• _Task goal_: Can you reproduce the material from the line with "If it's not too much trouble, could you detect the bare" up to and including the line with "[58,129,535,200]", substituting "leafless tree" for "bare tree" and keeping everything else the same?

• _Records supplied_:
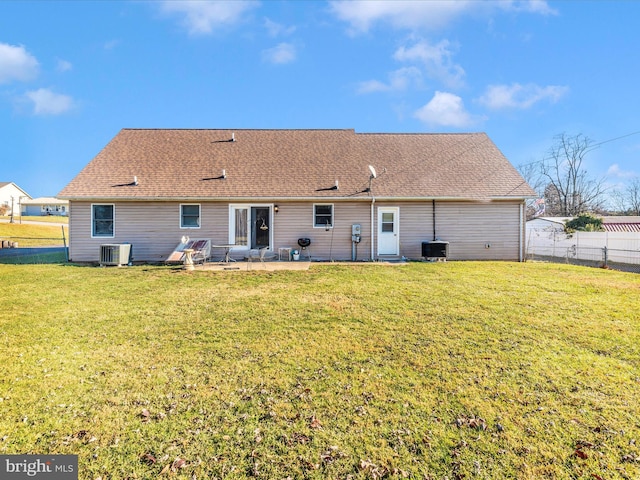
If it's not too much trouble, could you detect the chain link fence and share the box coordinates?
[527,243,640,273]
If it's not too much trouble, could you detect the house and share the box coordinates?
[20,197,69,217]
[0,182,31,216]
[58,129,535,262]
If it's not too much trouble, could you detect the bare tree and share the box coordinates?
[540,133,606,216]
[625,178,640,215]
[516,161,544,220]
[611,178,640,215]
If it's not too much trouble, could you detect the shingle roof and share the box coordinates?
[58,129,535,200]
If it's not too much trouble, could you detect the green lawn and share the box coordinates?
[0,223,69,247]
[0,262,640,480]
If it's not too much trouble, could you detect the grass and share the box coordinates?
[0,215,69,225]
[0,223,69,247]
[0,262,640,480]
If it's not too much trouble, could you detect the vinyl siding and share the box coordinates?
[69,201,522,262]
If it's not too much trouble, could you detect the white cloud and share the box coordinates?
[25,88,74,115]
[161,0,259,35]
[262,42,296,65]
[357,67,422,94]
[393,40,465,88]
[478,83,569,110]
[0,43,39,84]
[330,0,555,34]
[264,18,296,37]
[504,0,558,15]
[414,92,483,128]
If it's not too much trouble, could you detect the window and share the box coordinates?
[313,204,333,228]
[180,205,200,228]
[91,205,116,237]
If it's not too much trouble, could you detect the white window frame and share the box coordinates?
[179,203,202,230]
[312,203,336,229]
[90,203,116,238]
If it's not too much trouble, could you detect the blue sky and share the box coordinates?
[0,0,640,197]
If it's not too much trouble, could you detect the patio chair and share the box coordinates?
[247,247,275,268]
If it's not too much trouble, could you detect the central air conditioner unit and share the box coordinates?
[100,243,131,267]
[422,240,449,259]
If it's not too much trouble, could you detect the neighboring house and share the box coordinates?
[21,197,69,217]
[0,182,31,216]
[58,129,535,262]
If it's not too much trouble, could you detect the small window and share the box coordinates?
[180,205,200,228]
[91,205,115,237]
[313,205,333,228]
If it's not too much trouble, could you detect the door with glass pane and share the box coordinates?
[251,207,270,248]
[378,207,400,255]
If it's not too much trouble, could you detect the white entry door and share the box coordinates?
[378,207,400,255]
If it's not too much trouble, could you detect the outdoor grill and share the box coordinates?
[298,238,311,248]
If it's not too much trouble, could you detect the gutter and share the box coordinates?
[56,196,536,203]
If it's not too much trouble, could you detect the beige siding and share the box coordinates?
[274,202,371,260]
[375,201,521,261]
[69,201,522,262]
[69,202,229,262]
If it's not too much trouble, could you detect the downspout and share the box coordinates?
[518,201,525,262]
[371,195,376,261]
[431,198,436,242]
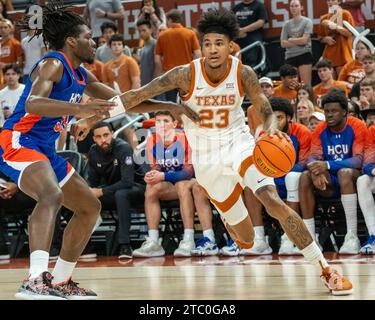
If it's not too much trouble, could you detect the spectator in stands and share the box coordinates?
[0,0,14,11]
[155,9,202,101]
[338,41,371,89]
[137,0,167,39]
[83,0,124,41]
[318,0,355,79]
[103,34,141,93]
[281,0,313,85]
[83,59,104,82]
[299,89,367,254]
[232,0,268,66]
[95,22,132,63]
[309,111,326,132]
[241,98,311,255]
[349,53,375,101]
[0,63,25,119]
[133,111,219,257]
[273,64,300,103]
[137,19,156,86]
[314,59,348,107]
[357,120,375,254]
[296,99,315,127]
[88,122,145,258]
[358,79,375,110]
[361,109,375,128]
[0,19,24,80]
[21,8,47,84]
[0,172,36,261]
[341,0,366,33]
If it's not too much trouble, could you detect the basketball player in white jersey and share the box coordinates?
[75,10,353,295]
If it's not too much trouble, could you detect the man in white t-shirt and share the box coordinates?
[0,64,25,125]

• _Task solution_:
If it's not too much trouble, could you detect the leafless tree and share the box coordinates?
[540,133,606,216]
[625,178,640,215]
[516,161,544,220]
[611,178,640,215]
If it's not too much trouble, could you detect the shingle roof and share the box coordinates?
[58,129,535,200]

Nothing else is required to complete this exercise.